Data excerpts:
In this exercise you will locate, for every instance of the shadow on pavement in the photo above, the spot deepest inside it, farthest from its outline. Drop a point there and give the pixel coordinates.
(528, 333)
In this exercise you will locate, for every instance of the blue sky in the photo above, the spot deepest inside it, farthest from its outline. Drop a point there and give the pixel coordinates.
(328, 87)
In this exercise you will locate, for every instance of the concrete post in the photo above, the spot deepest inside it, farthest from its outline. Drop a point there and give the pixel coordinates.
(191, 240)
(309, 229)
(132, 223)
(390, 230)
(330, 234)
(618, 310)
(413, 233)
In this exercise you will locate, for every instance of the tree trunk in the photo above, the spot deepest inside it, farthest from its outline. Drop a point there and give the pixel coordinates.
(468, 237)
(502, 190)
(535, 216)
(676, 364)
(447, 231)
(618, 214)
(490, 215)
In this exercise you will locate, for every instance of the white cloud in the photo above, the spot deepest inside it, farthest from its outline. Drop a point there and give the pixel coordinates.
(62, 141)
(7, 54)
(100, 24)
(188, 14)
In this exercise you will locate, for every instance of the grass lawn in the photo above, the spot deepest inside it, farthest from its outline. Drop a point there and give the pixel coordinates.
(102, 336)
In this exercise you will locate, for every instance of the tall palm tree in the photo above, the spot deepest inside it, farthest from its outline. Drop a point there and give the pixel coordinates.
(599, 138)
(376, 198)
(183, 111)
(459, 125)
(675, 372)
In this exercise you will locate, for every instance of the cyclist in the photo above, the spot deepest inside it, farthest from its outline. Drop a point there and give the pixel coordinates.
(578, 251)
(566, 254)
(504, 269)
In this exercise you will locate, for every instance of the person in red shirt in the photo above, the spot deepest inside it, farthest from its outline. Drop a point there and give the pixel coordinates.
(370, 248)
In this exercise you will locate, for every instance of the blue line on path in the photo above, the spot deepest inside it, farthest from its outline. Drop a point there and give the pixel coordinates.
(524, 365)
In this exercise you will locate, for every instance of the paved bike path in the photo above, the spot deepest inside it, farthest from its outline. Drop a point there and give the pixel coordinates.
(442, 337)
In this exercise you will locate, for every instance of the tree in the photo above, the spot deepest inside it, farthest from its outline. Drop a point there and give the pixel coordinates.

Exercise description: Which lines run from the one containing "of the grass" to the end of the entries above? Quote exactly those, and only those.

Answer section:
In this exercise you will locate, for every instance of the grass lawn in the photo above, the spot deepest inside it, farthest from its outline. Drop a point there and give the pixel coordinates.
(102, 336)
In this exercise you will locate, for every instance of the tall palm tree in the photo above, the spot deepest inside it, farthest from its outline. Drop a point there and give the pixel coordinates.
(599, 138)
(376, 198)
(183, 111)
(459, 125)
(675, 372)
In this exercise you will locate, for every instance of the cyclist in the photo above, the spot deepest inside it, farthest from its outline. Drop a point there and give the pixel coordinates.
(578, 251)
(566, 254)
(504, 269)
In this exercise you will locate, for every instance of the person in red shirt in the photo above, the spot deepest inside it, farthest from its outline. Drop a point there and give the pixel coordinates.
(370, 248)
In this exercise you will locate, for every instance of the blue line on path in the photo above, the spot deepest inside it, farthest from its outline. Drop a point there and give the pixel coordinates.
(524, 365)
In this exercise you will locate, for every instance of the paved bike path in the photo above, the spot deepest inside it, farthest from its outline. Drop a point there and give the pixel coordinates.
(442, 337)
In this exercise you will locate, for every instance of the tree in the photo above, the spot deepest inside it, farthest from its outline. Drop a point there and give the pixel coordinates.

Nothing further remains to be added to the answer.